##### TEXT SECTION #####

Because their energy requirements are much lower than mammals, meaning they need way less food to stay alive - a pretty handy trait when food chains have collapsed.
They also have more offspring on average than mammals do, so, in theory, they can repopulate faster following an extinction event.
And their offspring require less parental care than mammals’, who produce generally pretty helpless babies, for a while at least - which is not ideal when times are tough.
The mammalian lifestyle is just so much more expensive and complicated than the reptilian one, so you’d think that they would have fared better during the apocalypse and seized ecological opportunities much faster in its wake.
The fact that the total opposite actually happened is the first big hint that some other factor must have been at play - one that acted as a powerful filter that selected for mammals over reptiles.
Enter the fungal bloom.
See, we know from modern evidence that reptiles and amphibians, who are cold-blooded, are much much more vulnerable to fungal infections than us mammals, as well as birds, who are warm blooded.
Our body temperatures are simply too hot for most pathogenic fungi to cope with… It's the reason why there are actually relatively few fungal diseases that affect mammals compared with the many bacterial, viral, or parasitic diseases that threaten us… Far fewer in fact than the many fungal diseases that infect our coldblooded cousins.
And in most cases, the few fungal pathogens that do infect mammals are minor annoyances rather than life-threatening.
Mammals were pretty much just as hot 66 million years ago, and reptiles just as cool, meaning the fungal bloom right after the K-Pg would have been a much worse time for them than it was for us.

##### DATA SUPPLIED #####

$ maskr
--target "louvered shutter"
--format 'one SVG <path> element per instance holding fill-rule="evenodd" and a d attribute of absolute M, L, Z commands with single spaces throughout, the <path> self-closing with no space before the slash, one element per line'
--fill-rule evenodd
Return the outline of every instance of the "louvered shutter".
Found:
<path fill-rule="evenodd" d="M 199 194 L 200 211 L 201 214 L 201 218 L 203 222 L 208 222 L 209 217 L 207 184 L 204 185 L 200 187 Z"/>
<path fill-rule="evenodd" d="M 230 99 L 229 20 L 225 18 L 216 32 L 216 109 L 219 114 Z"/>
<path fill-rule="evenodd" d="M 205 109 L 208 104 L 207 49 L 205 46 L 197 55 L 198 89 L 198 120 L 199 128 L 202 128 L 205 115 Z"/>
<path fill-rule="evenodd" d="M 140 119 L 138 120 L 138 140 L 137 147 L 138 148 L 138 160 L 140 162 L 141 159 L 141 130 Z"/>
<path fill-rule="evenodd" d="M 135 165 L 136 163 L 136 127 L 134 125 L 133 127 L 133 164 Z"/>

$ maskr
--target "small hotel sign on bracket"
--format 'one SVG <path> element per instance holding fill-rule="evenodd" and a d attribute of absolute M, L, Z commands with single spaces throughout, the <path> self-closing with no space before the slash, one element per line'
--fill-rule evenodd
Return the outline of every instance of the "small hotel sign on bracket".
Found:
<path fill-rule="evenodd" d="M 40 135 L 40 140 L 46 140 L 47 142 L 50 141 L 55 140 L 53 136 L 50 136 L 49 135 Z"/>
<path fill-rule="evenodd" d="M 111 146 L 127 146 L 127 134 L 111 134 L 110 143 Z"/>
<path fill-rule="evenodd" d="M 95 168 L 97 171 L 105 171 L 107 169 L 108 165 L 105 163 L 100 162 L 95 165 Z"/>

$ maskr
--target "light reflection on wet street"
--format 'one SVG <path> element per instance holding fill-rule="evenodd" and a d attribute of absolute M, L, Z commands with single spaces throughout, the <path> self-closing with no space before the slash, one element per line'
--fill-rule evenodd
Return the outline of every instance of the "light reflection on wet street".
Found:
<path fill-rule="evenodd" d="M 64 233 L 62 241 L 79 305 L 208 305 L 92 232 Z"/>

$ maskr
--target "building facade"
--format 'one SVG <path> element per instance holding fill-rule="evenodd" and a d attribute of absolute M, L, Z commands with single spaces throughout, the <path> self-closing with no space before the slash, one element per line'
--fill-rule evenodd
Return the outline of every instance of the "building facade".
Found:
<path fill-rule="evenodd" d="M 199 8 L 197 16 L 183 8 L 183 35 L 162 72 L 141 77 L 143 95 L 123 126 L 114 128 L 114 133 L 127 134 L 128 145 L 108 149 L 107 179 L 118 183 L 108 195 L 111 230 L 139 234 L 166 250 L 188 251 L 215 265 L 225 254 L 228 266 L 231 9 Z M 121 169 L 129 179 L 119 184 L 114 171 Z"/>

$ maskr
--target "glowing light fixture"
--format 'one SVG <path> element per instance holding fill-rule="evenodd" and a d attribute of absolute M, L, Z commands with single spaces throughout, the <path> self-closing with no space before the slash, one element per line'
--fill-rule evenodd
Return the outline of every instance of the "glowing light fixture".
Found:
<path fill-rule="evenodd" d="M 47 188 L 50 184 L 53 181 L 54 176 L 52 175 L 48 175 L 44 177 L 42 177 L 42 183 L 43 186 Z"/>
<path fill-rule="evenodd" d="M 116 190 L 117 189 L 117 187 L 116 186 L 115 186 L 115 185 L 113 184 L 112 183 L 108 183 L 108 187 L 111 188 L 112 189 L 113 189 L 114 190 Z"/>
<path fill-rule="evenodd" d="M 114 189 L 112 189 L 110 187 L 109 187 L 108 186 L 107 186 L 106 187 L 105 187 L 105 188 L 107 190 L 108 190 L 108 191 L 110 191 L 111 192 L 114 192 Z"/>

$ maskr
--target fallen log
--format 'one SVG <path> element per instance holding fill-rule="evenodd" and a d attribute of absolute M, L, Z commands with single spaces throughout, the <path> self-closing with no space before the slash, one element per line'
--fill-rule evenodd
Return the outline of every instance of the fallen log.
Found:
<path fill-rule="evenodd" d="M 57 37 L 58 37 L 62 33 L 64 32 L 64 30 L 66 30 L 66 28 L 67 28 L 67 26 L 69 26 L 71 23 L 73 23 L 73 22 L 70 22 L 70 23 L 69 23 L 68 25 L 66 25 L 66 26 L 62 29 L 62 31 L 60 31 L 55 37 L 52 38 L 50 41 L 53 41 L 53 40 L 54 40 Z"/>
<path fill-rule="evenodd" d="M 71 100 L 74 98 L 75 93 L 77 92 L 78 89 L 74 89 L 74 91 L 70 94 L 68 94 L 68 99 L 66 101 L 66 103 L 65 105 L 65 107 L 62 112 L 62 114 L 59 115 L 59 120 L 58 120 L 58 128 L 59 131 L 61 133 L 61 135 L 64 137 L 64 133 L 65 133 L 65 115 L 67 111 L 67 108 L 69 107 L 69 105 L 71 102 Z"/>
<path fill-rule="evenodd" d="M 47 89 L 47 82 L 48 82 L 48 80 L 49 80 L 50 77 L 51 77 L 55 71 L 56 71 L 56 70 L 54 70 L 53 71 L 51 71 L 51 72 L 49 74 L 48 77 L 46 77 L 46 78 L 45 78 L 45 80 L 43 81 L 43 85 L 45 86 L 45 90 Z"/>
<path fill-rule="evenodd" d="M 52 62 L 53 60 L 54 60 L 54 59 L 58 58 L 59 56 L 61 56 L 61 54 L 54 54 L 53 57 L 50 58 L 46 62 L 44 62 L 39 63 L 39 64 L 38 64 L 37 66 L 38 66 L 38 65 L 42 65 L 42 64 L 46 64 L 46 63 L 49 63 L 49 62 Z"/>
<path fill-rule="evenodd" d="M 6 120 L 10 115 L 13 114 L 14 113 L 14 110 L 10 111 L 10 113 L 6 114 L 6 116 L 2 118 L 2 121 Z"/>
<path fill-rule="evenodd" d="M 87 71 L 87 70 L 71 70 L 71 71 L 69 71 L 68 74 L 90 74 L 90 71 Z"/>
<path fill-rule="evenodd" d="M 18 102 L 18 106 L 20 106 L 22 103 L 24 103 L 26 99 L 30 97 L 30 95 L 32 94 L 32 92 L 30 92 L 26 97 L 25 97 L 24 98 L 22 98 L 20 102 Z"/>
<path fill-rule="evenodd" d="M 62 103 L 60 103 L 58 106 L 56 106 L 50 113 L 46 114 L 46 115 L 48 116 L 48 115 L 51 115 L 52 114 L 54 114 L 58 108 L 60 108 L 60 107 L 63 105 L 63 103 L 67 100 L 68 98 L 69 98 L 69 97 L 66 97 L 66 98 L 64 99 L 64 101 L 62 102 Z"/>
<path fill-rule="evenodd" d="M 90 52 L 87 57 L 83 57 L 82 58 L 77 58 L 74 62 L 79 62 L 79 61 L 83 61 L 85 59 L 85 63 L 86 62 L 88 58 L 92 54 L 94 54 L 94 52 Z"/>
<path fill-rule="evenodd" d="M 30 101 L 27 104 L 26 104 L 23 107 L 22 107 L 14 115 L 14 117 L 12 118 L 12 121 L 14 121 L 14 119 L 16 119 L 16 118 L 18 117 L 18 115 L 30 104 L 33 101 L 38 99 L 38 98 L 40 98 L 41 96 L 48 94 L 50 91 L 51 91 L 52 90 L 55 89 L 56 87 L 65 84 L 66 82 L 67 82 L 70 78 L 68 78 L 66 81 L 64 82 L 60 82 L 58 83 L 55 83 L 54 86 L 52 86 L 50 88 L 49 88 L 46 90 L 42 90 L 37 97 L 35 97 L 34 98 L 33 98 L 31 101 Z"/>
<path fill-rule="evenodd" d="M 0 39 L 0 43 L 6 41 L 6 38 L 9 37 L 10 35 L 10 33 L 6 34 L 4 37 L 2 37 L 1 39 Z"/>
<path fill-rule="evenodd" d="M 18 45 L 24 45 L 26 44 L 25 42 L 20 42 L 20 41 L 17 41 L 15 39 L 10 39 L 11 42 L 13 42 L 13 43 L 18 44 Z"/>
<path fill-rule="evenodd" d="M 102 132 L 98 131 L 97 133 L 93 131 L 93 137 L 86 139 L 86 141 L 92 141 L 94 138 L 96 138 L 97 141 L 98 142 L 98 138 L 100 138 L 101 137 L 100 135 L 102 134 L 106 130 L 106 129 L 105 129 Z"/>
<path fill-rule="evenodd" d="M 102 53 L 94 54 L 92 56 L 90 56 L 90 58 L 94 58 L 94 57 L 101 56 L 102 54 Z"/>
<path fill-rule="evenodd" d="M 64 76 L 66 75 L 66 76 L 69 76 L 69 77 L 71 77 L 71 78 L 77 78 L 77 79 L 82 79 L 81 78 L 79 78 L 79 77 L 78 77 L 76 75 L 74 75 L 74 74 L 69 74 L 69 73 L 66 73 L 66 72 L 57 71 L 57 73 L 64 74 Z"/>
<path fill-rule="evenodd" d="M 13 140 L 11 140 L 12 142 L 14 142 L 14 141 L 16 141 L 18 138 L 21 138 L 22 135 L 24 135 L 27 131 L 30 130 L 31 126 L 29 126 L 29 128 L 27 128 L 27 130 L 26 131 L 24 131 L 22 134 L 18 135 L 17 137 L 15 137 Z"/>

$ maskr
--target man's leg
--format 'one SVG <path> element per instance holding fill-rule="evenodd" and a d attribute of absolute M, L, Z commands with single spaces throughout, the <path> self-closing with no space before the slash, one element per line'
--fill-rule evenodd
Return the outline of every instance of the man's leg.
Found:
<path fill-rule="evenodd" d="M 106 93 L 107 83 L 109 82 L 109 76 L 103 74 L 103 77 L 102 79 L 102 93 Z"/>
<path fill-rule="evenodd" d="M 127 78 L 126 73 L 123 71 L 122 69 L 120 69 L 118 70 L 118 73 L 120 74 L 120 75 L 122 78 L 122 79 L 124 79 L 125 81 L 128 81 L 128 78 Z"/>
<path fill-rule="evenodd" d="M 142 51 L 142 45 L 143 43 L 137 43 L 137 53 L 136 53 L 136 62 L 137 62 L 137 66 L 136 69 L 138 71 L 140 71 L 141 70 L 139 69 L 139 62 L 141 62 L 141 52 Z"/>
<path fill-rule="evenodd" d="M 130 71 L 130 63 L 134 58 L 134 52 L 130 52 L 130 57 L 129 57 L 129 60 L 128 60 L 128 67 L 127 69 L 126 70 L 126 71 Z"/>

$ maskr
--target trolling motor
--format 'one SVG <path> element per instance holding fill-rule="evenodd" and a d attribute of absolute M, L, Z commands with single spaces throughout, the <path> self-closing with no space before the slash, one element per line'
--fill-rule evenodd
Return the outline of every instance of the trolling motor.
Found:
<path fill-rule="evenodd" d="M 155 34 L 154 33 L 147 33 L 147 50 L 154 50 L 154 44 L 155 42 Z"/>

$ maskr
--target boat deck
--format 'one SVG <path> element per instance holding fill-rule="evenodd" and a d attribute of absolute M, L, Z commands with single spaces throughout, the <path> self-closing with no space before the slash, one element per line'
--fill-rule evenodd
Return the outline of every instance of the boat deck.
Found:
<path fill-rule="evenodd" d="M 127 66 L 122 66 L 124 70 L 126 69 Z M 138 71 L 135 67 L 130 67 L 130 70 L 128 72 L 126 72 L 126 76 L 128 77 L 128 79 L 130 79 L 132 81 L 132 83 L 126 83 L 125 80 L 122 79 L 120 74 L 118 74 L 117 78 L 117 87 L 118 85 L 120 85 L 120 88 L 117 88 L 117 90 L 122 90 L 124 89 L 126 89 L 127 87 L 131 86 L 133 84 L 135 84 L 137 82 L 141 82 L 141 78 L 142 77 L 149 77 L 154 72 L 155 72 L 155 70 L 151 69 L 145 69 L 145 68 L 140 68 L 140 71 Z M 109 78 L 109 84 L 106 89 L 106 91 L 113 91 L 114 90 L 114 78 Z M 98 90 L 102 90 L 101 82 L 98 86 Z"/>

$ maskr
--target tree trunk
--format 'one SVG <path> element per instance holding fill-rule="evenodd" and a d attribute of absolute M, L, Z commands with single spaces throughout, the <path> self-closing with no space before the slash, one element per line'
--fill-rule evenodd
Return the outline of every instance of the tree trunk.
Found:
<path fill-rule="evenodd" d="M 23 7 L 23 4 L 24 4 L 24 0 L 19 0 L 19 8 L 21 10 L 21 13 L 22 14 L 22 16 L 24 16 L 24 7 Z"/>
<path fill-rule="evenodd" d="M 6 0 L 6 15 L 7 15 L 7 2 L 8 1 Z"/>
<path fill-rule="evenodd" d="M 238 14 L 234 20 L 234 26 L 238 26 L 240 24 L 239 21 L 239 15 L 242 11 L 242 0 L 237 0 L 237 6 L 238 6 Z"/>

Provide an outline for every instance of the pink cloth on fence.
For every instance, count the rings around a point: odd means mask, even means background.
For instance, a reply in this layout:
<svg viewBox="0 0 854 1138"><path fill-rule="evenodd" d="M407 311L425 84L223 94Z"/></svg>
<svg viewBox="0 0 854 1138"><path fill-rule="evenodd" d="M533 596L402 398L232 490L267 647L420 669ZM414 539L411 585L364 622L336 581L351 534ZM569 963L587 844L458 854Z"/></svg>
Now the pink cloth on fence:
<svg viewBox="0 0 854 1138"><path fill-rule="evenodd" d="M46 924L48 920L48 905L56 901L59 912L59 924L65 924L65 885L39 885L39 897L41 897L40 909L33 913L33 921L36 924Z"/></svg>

#####

** YOUR TASK **
The passage on the fungal bloom compares fungal diseases with other kinds of disease that threaten mammals. List those other kinds.

** EXERCISE RESULT **
- Bacterial
- Viral
- Parasitic